**PROBLEM DETAILS**
Output only the line that contains "Each instance receives one keypoint. Mark the black sneaker" and the lines after it, all verbatim, through the last one below.

------------------------------

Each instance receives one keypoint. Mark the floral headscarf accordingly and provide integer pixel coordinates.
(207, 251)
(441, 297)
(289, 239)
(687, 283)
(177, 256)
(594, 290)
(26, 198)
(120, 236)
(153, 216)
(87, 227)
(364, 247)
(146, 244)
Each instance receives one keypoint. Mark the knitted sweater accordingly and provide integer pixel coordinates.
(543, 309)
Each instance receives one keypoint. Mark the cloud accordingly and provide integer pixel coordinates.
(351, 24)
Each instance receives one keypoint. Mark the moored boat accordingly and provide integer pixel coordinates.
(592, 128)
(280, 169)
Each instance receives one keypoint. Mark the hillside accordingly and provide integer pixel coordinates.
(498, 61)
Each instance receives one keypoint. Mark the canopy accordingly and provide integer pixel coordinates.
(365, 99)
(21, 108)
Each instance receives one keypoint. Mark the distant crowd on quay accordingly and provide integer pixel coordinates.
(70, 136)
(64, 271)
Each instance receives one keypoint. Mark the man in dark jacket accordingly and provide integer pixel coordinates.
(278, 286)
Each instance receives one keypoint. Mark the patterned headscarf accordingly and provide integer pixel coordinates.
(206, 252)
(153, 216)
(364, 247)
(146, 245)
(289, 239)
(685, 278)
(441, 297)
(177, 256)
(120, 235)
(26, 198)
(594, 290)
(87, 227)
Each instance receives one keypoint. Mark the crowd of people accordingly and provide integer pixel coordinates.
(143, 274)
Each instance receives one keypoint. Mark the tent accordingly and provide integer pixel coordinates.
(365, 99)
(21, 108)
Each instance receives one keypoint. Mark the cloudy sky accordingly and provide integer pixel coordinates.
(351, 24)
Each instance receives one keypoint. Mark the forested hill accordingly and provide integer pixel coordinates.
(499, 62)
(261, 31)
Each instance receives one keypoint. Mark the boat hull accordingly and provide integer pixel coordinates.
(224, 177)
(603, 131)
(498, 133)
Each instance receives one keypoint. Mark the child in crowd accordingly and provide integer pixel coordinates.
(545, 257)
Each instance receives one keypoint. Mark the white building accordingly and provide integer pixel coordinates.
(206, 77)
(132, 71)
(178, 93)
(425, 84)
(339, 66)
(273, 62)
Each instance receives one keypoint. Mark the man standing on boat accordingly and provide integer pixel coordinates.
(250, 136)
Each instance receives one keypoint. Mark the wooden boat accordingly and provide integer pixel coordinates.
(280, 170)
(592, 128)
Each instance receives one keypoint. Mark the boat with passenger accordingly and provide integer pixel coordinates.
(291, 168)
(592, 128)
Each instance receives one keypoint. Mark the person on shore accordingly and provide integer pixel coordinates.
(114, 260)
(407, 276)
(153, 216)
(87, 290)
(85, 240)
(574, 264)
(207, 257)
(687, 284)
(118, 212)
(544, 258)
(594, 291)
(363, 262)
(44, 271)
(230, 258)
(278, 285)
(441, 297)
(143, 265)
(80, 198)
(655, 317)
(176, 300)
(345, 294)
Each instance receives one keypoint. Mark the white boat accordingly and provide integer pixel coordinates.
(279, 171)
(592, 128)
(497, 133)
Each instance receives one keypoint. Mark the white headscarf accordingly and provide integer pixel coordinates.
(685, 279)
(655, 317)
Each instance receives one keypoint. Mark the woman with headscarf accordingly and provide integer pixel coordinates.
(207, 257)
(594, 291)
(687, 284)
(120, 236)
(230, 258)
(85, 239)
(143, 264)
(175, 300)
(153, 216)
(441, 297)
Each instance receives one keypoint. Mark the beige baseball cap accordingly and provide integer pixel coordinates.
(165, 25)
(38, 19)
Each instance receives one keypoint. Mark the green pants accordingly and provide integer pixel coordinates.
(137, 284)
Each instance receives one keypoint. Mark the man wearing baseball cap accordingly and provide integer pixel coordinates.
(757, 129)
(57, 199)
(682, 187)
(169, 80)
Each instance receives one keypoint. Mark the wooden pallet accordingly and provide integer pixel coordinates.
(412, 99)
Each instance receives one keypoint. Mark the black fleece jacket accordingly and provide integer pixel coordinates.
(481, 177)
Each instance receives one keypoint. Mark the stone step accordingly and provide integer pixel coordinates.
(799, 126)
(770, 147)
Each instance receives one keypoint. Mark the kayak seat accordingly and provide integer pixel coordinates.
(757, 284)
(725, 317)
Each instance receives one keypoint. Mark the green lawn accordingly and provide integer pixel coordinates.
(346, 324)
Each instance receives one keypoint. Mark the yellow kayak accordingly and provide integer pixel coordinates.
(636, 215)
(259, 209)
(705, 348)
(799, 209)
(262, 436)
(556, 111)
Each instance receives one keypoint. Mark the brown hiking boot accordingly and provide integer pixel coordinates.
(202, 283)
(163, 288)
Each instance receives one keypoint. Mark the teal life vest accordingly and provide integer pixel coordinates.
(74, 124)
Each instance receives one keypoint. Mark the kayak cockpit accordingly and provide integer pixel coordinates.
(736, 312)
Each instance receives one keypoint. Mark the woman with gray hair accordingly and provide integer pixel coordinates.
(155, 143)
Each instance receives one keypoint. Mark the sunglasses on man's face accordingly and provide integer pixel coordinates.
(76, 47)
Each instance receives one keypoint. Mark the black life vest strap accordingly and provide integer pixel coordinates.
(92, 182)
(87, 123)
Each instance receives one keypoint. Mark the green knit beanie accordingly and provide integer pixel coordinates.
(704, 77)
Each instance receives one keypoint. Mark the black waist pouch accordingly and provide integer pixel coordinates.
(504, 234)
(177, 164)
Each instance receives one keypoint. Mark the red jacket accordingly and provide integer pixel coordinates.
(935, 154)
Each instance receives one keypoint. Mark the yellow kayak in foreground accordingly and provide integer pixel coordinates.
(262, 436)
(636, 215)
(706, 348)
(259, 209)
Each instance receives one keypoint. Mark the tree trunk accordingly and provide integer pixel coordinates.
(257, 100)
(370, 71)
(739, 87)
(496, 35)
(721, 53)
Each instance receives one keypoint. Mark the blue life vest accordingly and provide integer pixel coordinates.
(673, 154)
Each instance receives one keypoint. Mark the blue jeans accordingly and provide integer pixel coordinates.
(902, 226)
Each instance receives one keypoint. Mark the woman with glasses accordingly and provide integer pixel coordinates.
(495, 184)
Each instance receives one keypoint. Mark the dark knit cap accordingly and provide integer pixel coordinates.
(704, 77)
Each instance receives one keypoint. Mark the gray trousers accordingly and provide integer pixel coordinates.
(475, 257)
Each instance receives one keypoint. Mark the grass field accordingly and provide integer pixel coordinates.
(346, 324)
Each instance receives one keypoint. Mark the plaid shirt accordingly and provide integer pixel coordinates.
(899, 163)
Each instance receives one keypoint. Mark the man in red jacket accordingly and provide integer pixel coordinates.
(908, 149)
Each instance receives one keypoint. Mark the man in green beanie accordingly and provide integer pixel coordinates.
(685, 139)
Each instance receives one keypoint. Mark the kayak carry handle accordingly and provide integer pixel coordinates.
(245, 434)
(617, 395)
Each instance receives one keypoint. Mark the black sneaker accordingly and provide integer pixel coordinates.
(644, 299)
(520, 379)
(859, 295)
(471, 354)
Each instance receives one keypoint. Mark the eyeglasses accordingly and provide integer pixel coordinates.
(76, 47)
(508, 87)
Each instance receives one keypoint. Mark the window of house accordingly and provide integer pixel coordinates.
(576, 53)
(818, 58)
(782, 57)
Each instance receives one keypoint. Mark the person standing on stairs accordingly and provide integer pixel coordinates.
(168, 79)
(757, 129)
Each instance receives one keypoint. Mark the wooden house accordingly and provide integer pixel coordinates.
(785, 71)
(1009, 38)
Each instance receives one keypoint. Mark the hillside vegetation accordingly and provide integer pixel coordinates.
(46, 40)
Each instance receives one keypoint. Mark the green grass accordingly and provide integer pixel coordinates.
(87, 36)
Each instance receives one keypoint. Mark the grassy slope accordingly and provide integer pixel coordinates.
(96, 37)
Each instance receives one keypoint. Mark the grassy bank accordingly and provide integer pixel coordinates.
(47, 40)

------------------------------

**SOLUTION TO THE EXERCISE**
Each instance receives one keypoint. Mark the black sneaker accordingly and provide integer pixel coordinates.
(644, 299)
(520, 379)
(859, 295)
(471, 354)
Each instance receives one keypoint. Mark the eyeglasses accordingly and provide integer pixel coordinates.
(76, 47)
(508, 87)
Each instance receives one keypoint. Mark the window of house accordingly and provide integer pixel coordinates.
(576, 53)
(818, 58)
(782, 57)
Each instance receives one keypoint. Mark the person standing on stairs accordingly and provide integer pixel coordinates.
(168, 79)
(757, 129)
Each instance receives one keypoint. Mark the wooden house accordingly and provide integer pixel coordinates.
(785, 71)
(1009, 38)
Each instance receives one keypoint. Mark the hillside vegetation accordingly and provide integer pixel coordinates.
(46, 40)
Each instance receives one keypoint. Mark the green grass accordingly and provide integer pixel coordinates.
(87, 36)
Each instance receives one keypoint. Mark the grassy slope accordingly and provide integer pixel coordinates.
(96, 37)
Each instance receives one keypoint. Mark the grassy bank accordingly and provide integer pixel coordinates.
(47, 40)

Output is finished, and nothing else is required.